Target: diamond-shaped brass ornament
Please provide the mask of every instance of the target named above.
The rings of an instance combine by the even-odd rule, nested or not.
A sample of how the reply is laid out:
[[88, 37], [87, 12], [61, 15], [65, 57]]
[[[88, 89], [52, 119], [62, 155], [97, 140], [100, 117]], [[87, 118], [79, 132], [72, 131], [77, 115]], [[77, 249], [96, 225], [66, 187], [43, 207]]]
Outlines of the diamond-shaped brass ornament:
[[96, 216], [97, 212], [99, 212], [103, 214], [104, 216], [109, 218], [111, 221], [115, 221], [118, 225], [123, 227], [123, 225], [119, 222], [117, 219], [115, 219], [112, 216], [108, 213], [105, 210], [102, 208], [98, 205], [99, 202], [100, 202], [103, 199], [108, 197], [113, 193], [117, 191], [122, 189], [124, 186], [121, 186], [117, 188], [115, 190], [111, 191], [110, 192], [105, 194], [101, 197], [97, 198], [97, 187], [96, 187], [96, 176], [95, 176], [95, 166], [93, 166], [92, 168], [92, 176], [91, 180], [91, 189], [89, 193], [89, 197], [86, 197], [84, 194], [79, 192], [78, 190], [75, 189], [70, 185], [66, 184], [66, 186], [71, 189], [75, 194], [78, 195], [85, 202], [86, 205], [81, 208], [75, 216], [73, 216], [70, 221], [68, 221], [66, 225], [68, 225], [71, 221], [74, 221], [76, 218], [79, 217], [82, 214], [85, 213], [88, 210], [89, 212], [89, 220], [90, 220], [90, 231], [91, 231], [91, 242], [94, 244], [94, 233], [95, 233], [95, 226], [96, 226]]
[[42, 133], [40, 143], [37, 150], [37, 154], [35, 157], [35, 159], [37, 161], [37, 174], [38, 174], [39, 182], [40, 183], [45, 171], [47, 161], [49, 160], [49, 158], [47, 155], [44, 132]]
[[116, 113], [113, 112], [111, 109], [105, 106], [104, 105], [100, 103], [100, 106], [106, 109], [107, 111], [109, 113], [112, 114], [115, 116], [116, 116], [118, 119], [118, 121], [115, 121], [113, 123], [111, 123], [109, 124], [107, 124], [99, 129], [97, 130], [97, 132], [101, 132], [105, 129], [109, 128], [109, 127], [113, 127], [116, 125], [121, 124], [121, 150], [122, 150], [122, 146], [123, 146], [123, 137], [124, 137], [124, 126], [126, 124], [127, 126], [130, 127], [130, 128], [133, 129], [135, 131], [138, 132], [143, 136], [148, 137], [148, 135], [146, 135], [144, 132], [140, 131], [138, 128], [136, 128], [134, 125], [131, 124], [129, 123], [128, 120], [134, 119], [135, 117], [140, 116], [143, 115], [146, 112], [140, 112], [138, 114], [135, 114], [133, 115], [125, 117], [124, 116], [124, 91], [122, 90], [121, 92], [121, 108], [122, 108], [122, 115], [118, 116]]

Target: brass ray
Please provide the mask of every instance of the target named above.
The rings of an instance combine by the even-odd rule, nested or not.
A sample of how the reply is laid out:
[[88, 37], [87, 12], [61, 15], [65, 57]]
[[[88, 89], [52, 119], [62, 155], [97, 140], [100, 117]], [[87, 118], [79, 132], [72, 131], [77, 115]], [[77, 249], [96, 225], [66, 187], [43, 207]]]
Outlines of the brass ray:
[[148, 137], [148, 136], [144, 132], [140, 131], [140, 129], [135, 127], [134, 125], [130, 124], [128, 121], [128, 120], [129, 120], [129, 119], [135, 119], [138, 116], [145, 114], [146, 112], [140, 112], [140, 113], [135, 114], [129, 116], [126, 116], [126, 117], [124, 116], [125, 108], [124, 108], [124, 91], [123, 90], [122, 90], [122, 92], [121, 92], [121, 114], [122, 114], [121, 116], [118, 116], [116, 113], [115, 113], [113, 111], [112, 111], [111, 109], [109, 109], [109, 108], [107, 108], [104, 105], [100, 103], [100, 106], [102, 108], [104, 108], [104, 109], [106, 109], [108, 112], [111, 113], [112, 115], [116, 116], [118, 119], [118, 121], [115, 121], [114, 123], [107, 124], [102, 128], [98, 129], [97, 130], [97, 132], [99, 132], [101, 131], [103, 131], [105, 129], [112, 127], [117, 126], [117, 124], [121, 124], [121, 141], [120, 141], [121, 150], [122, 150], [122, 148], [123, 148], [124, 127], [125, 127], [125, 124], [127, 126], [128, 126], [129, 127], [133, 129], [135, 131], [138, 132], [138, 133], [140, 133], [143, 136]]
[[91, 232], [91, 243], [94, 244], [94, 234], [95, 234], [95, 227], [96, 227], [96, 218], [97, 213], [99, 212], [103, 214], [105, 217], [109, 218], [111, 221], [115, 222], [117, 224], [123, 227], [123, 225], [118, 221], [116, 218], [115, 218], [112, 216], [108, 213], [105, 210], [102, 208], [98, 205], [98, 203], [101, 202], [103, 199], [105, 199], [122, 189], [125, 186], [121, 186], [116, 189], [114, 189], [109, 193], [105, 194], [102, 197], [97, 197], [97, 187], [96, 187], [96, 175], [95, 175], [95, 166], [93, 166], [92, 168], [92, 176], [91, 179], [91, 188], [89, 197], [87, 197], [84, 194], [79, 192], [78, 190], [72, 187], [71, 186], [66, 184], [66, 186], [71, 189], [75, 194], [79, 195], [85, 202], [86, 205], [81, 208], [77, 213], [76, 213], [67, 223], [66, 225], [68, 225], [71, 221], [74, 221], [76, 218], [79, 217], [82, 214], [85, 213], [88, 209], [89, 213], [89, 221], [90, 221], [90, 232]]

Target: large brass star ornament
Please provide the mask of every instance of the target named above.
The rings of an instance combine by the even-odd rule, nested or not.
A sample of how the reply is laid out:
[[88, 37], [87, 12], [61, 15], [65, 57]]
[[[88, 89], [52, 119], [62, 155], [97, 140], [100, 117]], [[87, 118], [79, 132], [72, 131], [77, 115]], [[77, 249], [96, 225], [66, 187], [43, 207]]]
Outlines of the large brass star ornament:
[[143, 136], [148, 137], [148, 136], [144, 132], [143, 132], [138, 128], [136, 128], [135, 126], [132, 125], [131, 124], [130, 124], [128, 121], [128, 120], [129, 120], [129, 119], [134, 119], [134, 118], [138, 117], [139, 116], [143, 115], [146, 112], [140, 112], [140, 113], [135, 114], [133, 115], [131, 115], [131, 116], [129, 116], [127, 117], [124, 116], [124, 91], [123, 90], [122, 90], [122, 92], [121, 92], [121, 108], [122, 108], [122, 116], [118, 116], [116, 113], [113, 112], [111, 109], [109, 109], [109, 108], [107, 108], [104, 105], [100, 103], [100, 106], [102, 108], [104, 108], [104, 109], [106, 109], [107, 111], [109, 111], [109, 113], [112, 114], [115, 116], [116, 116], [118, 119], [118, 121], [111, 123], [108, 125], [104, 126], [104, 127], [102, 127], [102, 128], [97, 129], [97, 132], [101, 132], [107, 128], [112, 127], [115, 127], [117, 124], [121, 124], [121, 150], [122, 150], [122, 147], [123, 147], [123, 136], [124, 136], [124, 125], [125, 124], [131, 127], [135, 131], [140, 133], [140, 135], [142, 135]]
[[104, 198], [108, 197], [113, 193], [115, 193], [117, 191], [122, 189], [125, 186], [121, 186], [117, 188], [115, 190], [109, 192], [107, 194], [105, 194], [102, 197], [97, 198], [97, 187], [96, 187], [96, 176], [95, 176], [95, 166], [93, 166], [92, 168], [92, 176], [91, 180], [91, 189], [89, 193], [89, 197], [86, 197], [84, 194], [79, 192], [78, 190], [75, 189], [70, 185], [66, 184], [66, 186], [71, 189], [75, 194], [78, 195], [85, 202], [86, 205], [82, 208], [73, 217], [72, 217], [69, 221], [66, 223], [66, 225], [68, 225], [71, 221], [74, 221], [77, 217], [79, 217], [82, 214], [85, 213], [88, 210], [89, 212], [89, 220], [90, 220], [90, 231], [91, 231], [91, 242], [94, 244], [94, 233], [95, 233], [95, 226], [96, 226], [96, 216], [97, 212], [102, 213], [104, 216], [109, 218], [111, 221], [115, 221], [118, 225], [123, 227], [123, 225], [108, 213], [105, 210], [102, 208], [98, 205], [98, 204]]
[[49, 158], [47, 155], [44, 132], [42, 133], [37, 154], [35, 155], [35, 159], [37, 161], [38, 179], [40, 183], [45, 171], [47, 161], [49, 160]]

####

Copy out the items from the line with "Target: large brass star ornament" to the line with "Outlines of the large", both of those lines included, keeping every character unchanged.

Target: large brass star ornament
Please provide the mask of every instance of the target named above.
The rings of an instance combine by the even-odd rule, nested or not.
A sample of how the reply is laid out:
[[88, 37], [87, 12], [61, 15], [65, 57]]
[[[88, 89], [52, 119], [62, 155], [97, 140], [100, 117]], [[87, 118], [79, 132], [72, 131], [77, 115]], [[77, 249], [96, 225], [66, 187], [43, 207]]]
Outlines of the large brass star ornament:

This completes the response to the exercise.